Records supplied
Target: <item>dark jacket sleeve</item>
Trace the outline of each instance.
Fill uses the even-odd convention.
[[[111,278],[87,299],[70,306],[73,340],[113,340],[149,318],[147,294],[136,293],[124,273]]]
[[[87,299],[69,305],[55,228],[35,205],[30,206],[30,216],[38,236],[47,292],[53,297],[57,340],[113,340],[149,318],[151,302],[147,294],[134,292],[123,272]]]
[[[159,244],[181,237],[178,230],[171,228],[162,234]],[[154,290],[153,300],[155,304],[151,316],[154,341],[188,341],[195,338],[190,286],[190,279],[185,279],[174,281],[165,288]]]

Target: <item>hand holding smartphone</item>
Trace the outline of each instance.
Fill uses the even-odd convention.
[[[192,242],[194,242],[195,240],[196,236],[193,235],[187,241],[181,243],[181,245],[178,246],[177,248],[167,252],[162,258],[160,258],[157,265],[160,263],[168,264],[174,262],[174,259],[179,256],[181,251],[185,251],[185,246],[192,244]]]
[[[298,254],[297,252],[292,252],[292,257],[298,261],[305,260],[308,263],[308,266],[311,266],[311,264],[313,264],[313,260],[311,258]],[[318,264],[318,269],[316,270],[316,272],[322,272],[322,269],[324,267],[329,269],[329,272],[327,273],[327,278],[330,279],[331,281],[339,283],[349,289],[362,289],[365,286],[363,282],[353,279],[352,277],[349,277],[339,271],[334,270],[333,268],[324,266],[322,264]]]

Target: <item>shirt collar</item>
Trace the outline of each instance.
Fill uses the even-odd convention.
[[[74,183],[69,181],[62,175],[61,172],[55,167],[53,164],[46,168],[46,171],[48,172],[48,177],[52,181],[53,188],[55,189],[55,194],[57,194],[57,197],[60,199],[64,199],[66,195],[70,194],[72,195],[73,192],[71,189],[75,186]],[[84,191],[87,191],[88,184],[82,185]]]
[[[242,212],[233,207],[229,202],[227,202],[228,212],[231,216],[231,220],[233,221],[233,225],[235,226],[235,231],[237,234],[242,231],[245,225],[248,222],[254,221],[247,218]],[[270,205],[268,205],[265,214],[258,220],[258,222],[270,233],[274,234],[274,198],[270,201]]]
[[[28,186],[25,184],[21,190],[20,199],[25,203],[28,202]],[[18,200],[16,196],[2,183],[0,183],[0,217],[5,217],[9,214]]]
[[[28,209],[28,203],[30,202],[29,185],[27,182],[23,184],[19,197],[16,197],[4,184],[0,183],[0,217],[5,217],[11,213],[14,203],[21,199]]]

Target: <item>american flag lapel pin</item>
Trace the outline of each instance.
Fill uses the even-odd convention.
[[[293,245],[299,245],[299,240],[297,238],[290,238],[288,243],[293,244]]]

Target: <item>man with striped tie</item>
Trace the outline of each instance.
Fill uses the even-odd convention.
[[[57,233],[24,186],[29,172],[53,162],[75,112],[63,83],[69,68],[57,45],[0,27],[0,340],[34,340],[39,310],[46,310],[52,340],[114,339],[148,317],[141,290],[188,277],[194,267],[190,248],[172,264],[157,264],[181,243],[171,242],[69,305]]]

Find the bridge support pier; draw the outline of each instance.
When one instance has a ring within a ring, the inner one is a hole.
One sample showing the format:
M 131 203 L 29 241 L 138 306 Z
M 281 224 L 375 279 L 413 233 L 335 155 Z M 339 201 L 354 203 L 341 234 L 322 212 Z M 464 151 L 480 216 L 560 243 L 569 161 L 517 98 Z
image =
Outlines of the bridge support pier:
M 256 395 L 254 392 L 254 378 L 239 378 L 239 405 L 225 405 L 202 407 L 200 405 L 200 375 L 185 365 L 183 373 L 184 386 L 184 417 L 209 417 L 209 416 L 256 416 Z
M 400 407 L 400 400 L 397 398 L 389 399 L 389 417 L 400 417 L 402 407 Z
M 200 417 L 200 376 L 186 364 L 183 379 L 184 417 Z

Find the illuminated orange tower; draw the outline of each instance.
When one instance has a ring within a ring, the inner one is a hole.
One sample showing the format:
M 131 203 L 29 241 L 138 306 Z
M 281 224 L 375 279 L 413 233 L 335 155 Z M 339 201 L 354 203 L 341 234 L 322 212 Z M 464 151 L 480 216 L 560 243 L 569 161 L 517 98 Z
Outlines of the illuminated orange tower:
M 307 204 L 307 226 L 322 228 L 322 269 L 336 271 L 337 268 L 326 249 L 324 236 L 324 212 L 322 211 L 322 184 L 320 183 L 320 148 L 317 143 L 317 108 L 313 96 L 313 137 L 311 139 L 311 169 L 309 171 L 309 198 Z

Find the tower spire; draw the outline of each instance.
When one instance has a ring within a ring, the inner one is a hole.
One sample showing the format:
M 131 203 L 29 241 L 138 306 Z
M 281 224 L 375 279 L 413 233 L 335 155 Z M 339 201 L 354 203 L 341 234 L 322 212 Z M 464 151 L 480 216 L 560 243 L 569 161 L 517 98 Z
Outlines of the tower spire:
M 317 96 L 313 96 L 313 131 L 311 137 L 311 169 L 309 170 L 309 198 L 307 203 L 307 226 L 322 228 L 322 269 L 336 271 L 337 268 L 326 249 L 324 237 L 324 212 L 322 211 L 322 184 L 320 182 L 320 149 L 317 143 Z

--

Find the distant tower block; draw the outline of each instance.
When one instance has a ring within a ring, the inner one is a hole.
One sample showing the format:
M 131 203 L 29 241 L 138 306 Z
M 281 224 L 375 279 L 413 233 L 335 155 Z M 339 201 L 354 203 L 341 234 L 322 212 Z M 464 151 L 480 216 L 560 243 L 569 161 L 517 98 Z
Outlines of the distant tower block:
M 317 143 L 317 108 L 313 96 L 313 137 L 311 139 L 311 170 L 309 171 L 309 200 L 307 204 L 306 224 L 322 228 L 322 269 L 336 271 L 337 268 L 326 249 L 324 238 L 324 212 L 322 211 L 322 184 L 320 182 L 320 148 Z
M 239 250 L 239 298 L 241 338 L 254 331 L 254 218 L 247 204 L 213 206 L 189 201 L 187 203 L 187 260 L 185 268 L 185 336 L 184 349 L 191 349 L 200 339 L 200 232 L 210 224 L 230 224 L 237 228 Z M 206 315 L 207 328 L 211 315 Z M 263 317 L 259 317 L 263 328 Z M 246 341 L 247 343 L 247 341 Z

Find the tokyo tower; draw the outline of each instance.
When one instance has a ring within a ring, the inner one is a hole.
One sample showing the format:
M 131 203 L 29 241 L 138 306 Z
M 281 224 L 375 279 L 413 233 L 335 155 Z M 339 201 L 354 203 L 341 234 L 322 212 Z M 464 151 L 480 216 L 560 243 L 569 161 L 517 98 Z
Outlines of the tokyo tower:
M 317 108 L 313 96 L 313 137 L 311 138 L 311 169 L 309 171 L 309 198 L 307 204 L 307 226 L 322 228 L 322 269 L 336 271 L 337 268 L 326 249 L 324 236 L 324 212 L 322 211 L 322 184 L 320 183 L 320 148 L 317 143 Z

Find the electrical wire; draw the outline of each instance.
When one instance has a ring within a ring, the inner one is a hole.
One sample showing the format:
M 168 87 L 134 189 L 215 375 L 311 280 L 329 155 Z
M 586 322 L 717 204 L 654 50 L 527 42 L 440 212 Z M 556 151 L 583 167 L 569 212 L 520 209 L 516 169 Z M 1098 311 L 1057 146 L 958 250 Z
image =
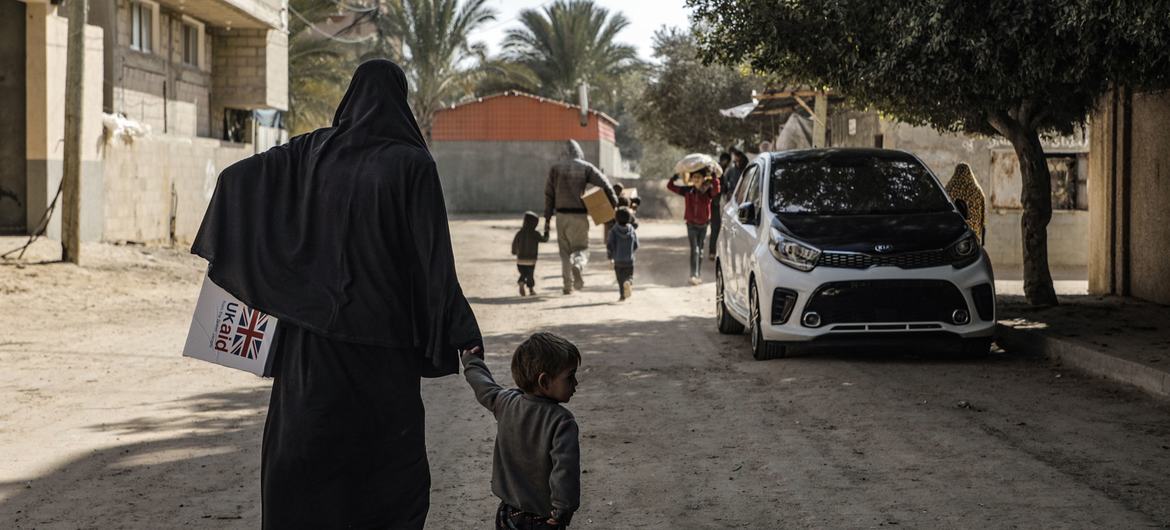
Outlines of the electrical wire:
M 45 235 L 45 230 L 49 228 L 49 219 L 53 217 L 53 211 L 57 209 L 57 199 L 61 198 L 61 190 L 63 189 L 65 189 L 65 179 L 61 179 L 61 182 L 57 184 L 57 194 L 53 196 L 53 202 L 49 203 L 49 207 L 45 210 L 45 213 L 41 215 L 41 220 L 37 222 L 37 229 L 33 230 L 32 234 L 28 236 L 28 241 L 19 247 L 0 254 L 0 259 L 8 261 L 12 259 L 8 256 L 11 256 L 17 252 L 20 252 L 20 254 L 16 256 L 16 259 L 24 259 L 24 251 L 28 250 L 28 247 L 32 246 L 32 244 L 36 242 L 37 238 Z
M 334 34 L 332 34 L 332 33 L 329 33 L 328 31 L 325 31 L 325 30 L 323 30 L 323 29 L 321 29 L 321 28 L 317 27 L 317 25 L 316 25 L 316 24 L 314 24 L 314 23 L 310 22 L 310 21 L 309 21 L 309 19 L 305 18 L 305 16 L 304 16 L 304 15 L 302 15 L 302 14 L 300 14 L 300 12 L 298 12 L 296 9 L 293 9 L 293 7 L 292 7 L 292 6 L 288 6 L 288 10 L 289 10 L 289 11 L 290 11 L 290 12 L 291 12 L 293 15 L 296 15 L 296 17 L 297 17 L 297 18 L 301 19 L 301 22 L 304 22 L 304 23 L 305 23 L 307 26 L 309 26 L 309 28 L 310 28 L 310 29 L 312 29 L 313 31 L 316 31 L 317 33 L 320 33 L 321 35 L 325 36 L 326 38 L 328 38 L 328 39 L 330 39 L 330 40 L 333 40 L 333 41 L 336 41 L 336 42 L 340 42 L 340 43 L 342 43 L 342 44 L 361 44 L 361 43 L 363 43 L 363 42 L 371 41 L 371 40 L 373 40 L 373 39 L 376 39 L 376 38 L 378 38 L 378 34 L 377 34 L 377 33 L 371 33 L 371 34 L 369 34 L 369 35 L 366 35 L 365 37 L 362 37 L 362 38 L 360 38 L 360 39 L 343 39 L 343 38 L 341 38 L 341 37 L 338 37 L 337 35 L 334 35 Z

...

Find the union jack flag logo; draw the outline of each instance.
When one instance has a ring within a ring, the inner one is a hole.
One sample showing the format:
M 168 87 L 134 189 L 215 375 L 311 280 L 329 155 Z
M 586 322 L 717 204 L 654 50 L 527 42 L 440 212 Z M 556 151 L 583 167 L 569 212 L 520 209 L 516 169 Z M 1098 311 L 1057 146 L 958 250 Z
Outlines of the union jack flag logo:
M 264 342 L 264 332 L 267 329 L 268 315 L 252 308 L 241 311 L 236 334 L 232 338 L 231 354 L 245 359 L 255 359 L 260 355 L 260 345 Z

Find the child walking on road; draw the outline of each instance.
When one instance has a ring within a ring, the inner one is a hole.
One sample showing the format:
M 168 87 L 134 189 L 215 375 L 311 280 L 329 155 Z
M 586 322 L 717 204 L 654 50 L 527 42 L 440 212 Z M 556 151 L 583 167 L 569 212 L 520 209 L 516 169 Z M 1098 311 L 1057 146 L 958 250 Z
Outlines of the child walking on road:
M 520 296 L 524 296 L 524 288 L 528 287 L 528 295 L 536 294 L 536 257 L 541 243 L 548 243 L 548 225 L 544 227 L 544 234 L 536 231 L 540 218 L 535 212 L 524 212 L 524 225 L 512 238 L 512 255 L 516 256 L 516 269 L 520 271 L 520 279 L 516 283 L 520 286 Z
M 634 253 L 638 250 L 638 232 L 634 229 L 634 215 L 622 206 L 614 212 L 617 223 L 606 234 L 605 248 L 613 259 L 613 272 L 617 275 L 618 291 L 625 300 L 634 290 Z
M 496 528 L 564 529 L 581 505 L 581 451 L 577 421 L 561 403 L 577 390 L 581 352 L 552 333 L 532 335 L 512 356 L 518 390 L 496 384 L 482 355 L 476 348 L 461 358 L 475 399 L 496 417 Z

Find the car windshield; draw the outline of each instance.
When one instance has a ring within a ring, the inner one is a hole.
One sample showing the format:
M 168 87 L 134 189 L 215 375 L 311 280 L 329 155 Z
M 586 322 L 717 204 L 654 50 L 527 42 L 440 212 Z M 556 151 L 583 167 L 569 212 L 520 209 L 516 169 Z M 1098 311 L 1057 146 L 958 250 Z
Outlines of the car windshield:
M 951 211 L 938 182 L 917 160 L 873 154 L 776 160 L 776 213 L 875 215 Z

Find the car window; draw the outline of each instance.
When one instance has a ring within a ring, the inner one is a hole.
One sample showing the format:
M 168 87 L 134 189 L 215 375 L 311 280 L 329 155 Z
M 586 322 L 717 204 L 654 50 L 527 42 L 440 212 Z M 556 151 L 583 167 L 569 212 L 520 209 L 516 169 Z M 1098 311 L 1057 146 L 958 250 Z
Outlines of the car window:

Task goal
Above are the records. Copy the lines beginning at the one that has "Target: <item>dark jacket sleeve</item>" and ending with the one that has "Target: <item>man with striped tie</item>", unchanged.

Task result
Target: <item>dark jacket sleeve</item>
Trace the outline of each instance.
Fill uses the even-odd convention.
[[[111,278],[87,299],[70,306],[73,340],[113,340],[149,318],[147,294],[136,293],[124,273]]]
[[[87,299],[69,305],[55,228],[35,205],[30,206],[30,216],[38,236],[47,292],[53,297],[57,340],[113,340],[149,318],[151,302],[147,294],[134,292],[123,272]]]
[[[159,244],[181,237],[178,230],[171,228],[162,234]],[[154,290],[153,300],[155,304],[151,316],[154,341],[188,341],[195,338],[190,286],[190,279],[185,279],[174,281],[165,288]]]

Target: <item>hand holding smartphone</item>
Trace the outline of each instance.
Fill uses the even-odd convention.
[[[192,242],[194,242],[195,240],[196,236],[193,235],[187,241],[181,243],[181,245],[178,246],[177,248],[167,252],[162,258],[160,258],[157,265],[160,263],[168,264],[174,262],[174,259],[179,256],[181,251],[185,251],[185,246],[192,244]]]
[[[298,254],[297,252],[292,252],[292,257],[298,261],[305,260],[308,263],[308,266],[311,266],[311,264],[313,264],[313,260],[311,258]],[[318,264],[318,269],[316,270],[316,272],[322,272],[322,269],[324,267],[329,269],[329,272],[327,273],[327,278],[330,279],[331,281],[339,283],[349,289],[362,289],[365,286],[363,282],[353,279],[352,277],[349,277],[339,271],[334,270],[333,268],[324,266],[322,264]]]

Target: <item>shirt collar</item>
Trace the outline of each instance.
Fill uses the even-odd convention.
[[[74,183],[69,181],[62,175],[61,172],[55,167],[53,164],[46,168],[46,171],[48,172],[48,177],[52,181],[53,188],[55,189],[55,194],[57,194],[57,197],[60,199],[64,199],[66,195],[70,194],[72,195],[73,192],[71,189],[75,186]],[[84,191],[87,191],[88,184],[82,185]]]
[[[242,212],[233,207],[229,202],[227,202],[228,212],[231,216],[231,220],[233,221],[233,225],[235,226],[235,231],[237,234],[242,231],[245,225],[248,222],[254,221],[247,218]],[[270,205],[268,205],[265,214],[258,220],[258,222],[270,233],[274,234],[274,198],[270,201]]]
[[[28,186],[25,184],[21,190],[20,199],[25,203],[28,202]],[[18,200],[16,196],[2,183],[0,183],[0,217],[5,217],[9,214]]]
[[[28,209],[28,203],[30,202],[29,185],[27,182],[23,184],[19,197],[16,197],[4,184],[0,183],[0,217],[5,217],[11,213],[14,203],[21,199]]]

Target: <item>american flag lapel pin</item>
Trace the outline of each instance.
Fill uses the even-odd convention.
[[[293,245],[299,245],[299,240],[297,238],[290,238],[288,243],[293,244]]]

Target: <item>man with striped tie</item>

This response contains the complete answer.